#### TASK A
The passage about the demonstrators below contains sentences that begin with "They." List each accusation those sentences make.

#### SELECTED PASSAGE
They have purposely covered up oil spills, accidents, faulty book keeping, and inactive ingredients in pursuit of profit.

They purposefully keep people misinformed and fearful through their control of the media.

They have perpetuated colonialism at home and abroad.

They have participated in the torture and murder of innocent civilians overseas.

They continue to create weapons of mass destruction in order to receive government contracts.

They have participated in a directly racist action by accepting the contract from the State of Georgia to murder Troy Davis.

The first is obviously preferable to the second, but neither is exactly the Declaration of Independence or Ninety-Five Theses. We can pick apart their wording, inclusiveness, punctuation, and overall relevance to the general purpose of the event, but that's beside the point. If you wanted to know what the demonstrators are worked up about, these should give you a decent idea.

The demonstrators' unifying belief is this: as it stands now, American capitalism exists to benefit an entrenched wealthy minority at the expense of the majority, and that this situation cannot be allowed to stand. 

Agree or disagree? 

The circumstances themselves are not a matter of opinion. From Paul Krugman:

Since the late 1970s the America I knew has unraveled. We’re no longer a middle-class society, in which the benefits of economic growth are widely shared: between 1979 and 2005 the real income of the median household rose only 13 percent, but the income of the richest 0.1% of Americans rose 296 percent.

#### TASK B
Extract every line of the records below that contains the string "leaf". Case counts.

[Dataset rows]
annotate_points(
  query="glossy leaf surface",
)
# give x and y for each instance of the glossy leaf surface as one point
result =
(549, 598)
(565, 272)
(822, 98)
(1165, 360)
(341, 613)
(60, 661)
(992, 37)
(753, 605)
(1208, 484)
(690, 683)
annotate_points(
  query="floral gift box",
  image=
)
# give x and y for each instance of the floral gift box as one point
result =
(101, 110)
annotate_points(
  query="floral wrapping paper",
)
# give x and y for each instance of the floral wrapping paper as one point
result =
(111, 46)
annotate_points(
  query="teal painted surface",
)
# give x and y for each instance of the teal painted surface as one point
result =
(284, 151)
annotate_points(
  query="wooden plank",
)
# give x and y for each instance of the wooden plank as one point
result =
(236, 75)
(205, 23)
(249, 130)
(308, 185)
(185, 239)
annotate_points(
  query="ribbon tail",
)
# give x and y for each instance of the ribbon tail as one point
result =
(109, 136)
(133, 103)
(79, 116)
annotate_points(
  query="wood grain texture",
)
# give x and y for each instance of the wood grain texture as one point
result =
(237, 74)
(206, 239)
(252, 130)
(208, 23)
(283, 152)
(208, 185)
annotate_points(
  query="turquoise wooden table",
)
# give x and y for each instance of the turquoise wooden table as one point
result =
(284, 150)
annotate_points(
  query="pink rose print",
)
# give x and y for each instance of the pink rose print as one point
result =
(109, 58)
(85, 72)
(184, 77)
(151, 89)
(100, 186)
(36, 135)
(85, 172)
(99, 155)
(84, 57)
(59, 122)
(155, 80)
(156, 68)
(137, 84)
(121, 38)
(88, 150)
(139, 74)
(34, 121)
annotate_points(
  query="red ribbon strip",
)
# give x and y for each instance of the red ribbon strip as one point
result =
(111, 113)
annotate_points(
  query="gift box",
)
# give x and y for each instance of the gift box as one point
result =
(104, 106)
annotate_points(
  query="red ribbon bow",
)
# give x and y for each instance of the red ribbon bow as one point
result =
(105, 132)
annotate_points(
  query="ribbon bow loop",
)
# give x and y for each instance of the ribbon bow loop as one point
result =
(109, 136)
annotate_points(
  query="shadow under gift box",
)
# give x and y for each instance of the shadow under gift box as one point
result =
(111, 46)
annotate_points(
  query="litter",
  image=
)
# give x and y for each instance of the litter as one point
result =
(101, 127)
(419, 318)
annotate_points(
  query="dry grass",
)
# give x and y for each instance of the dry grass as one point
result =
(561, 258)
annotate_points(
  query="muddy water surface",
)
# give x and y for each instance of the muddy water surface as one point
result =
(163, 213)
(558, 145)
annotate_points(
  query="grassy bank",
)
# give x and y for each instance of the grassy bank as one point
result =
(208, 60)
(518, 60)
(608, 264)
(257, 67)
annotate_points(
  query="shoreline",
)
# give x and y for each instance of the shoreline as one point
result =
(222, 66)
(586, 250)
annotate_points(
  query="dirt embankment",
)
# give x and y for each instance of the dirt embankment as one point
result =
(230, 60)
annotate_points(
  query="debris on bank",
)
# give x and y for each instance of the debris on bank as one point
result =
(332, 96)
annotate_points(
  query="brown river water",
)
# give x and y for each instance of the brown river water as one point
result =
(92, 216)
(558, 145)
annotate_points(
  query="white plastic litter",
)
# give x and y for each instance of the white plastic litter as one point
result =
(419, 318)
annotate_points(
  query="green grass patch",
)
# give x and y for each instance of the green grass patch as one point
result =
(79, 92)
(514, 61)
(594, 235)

#### EXPECTED ANSWER A
- Purposely covering up oil spills, accidents, faulty book keeping, and inactive ingredients in pursuit of profit
- Purposefully keeping people misinformed and fearful through their control of the media
- Perpetuating colonialism at home and abroad
- Participating in the torture and murder of innocent civilians overseas
- Continuing to create weapons of mass destruction in order to receive government contracts
- Participating in a directly racist action by accepting the contract from the State of Georgia to murder Troy Davis

#### EXPECTED ANSWER B
  query="glossy leaf surface",
# give x and y for each instance of the glossy leaf surface as one point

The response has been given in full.